__The task__
Reproduce every line of the entries below verbatim, omitting the pictures.
__________________________________________________
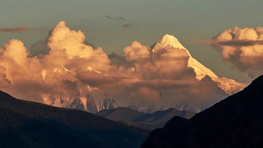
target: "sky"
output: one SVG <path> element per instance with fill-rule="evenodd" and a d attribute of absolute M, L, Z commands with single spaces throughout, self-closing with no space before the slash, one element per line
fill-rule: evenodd
<path fill-rule="evenodd" d="M 209 40 L 235 26 L 262 26 L 262 5 L 261 0 L 1 1 L 0 28 L 35 29 L 0 31 L 0 47 L 15 38 L 29 49 L 62 20 L 71 30 L 81 30 L 85 41 L 107 54 L 123 55 L 124 49 L 134 41 L 150 46 L 168 34 L 219 77 L 248 83 L 251 80 L 222 59 L 220 52 L 192 41 Z M 130 25 L 123 27 L 126 24 Z"/>

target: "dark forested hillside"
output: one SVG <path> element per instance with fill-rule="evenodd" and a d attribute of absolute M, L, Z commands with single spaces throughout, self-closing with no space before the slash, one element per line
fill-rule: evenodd
<path fill-rule="evenodd" d="M 142 148 L 263 147 L 263 75 L 189 120 L 173 118 Z"/>
<path fill-rule="evenodd" d="M 120 121 L 127 125 L 153 130 L 163 127 L 167 121 L 175 116 L 189 119 L 195 114 L 186 110 L 179 111 L 174 108 L 147 113 L 127 107 L 119 107 L 103 110 L 95 114 L 114 121 Z"/>
<path fill-rule="evenodd" d="M 149 132 L 0 91 L 0 147 L 138 147 Z"/>

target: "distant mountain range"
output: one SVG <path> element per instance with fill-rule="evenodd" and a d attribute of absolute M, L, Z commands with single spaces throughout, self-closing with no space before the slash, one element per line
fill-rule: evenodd
<path fill-rule="evenodd" d="M 144 148 L 263 147 L 263 75 L 188 120 L 155 129 Z"/>
<path fill-rule="evenodd" d="M 201 81 L 206 75 L 208 75 L 217 83 L 218 87 L 221 89 L 220 89 L 219 90 L 222 89 L 228 94 L 231 95 L 238 92 L 248 85 L 238 82 L 233 80 L 224 77 L 218 78 L 210 69 L 192 57 L 189 51 L 173 36 L 166 34 L 152 46 L 149 50 L 152 54 L 154 54 L 157 46 L 164 48 L 167 46 L 185 50 L 189 56 L 188 66 L 193 69 L 196 74 L 196 78 Z M 134 71 L 134 67 L 133 69 L 131 70 Z M 89 66 L 87 68 L 87 70 L 93 73 L 95 75 L 108 76 L 107 74 L 98 71 Z M 70 75 L 72 73 L 70 70 L 63 65 L 55 69 L 54 71 L 63 75 Z M 85 94 L 82 92 L 81 89 L 80 89 L 78 93 L 76 94 L 76 96 L 71 97 L 68 96 L 67 94 L 52 94 L 46 100 L 45 103 L 54 106 L 77 109 L 93 113 L 104 109 L 113 109 L 119 106 L 126 107 L 137 111 L 147 113 L 152 113 L 156 111 L 146 108 L 143 105 L 137 102 L 126 102 L 125 103 L 125 105 L 123 104 L 121 105 L 120 100 L 122 99 L 121 98 L 118 98 L 120 100 L 118 100 L 115 99 L 114 97 L 110 97 L 105 94 L 100 95 L 96 94 L 95 95 L 94 95 L 94 94 L 96 90 L 93 91 L 89 91 Z M 222 91 L 223 92 L 223 91 Z M 220 91 L 220 93 L 222 93 L 222 92 Z M 222 95 L 224 96 L 224 97 L 227 94 L 222 94 Z M 181 102 L 175 105 L 174 107 L 180 110 L 188 110 L 195 112 L 200 111 L 189 107 L 187 104 L 185 102 Z M 203 109 L 201 109 L 201 110 L 202 110 Z"/>
<path fill-rule="evenodd" d="M 138 147 L 150 132 L 0 91 L 1 147 Z"/>
<path fill-rule="evenodd" d="M 95 114 L 128 125 L 150 130 L 163 127 L 174 116 L 190 119 L 195 114 L 188 111 L 179 111 L 174 108 L 156 111 L 152 113 L 146 113 L 121 107 L 114 109 L 105 109 Z"/>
__________________________________________________
__Output__
target: "sky"
output: one SVG <path> element per instance with fill-rule="evenodd" and a d attribute of absolute M, L, Z commands with single spaces throughout, self-closing with no space before the slash, one element per line
fill-rule: evenodd
<path fill-rule="evenodd" d="M 209 40 L 235 26 L 262 26 L 262 5 L 261 0 L 1 1 L 0 28 L 35 29 L 0 31 L 0 47 L 15 38 L 29 49 L 62 20 L 71 30 L 81 30 L 85 41 L 107 54 L 123 55 L 124 49 L 134 41 L 150 46 L 168 34 L 219 77 L 248 83 L 251 80 L 222 59 L 220 52 L 192 41 Z M 130 25 L 123 27 L 126 24 Z"/>

target: "dark forested hillside"
output: one SVG <path> element per instance with fill-rule="evenodd" and a d attribute of absolute M, L, Z commands with single spaces throughout, self-closing with no space before the slash, one element per line
fill-rule: evenodd
<path fill-rule="evenodd" d="M 142 148 L 263 147 L 263 75 L 189 120 L 173 118 Z"/>
<path fill-rule="evenodd" d="M 120 121 L 127 125 L 153 130 L 163 127 L 167 121 L 175 116 L 189 119 L 195 114 L 186 110 L 179 111 L 174 108 L 147 113 L 127 107 L 119 107 L 103 110 L 95 114 L 114 121 Z"/>
<path fill-rule="evenodd" d="M 149 132 L 0 91 L 0 147 L 138 147 Z"/>

target: "distant mountain range"
output: one SVG <path> element per instance with fill-rule="evenodd" and a d attribute of absolute M, L, Z commands with single spaces throughout, self-closing with no space before the slash, one element per line
fill-rule: evenodd
<path fill-rule="evenodd" d="M 144 148 L 263 147 L 263 75 L 188 120 L 155 129 Z"/>
<path fill-rule="evenodd" d="M 201 81 L 206 75 L 208 75 L 217 83 L 218 87 L 221 89 L 220 89 L 219 90 L 222 89 L 228 94 L 231 95 L 238 92 L 248 85 L 238 82 L 233 80 L 224 77 L 218 78 L 210 69 L 192 57 L 189 51 L 173 36 L 166 34 L 152 46 L 149 50 L 152 54 L 154 54 L 157 46 L 164 48 L 167 46 L 185 50 L 189 56 L 188 66 L 193 69 L 196 74 L 196 78 Z M 134 71 L 134 67 L 133 69 L 131 70 Z M 89 66 L 87 68 L 87 70 L 93 73 L 95 75 L 108 76 L 107 74 L 98 71 Z M 70 75 L 72 73 L 70 70 L 63 65 L 55 69 L 54 71 L 63 75 Z M 85 94 L 82 92 L 81 89 L 80 89 L 78 93 L 76 94 L 76 96 L 71 97 L 68 96 L 67 94 L 52 94 L 46 100 L 45 103 L 54 106 L 77 109 L 93 113 L 104 109 L 113 109 L 119 106 L 126 107 L 137 111 L 147 113 L 152 113 L 156 111 L 146 108 L 143 105 L 137 102 L 126 102 L 125 103 L 125 105 L 123 104 L 121 105 L 120 100 L 122 99 L 121 98 L 118 98 L 120 100 L 118 100 L 115 99 L 114 97 L 110 97 L 105 94 L 100 95 L 96 94 L 95 95 L 94 95 L 94 94 L 96 90 L 93 91 L 89 91 Z M 222 91 L 223 92 L 223 91 Z M 220 91 L 220 93 L 222 93 L 222 92 Z M 222 95 L 224 96 L 224 97 L 227 94 L 222 94 Z M 181 102 L 175 105 L 174 107 L 180 110 L 188 110 L 195 112 L 200 111 L 189 107 L 187 104 L 185 102 Z M 203 109 L 201 109 L 201 110 L 202 110 Z"/>
<path fill-rule="evenodd" d="M 138 147 L 150 132 L 0 91 L 1 147 Z"/>
<path fill-rule="evenodd" d="M 95 114 L 128 125 L 150 130 L 163 127 L 174 116 L 190 119 L 195 114 L 188 111 L 179 111 L 174 108 L 156 111 L 152 113 L 146 113 L 121 107 L 114 109 L 105 109 Z"/>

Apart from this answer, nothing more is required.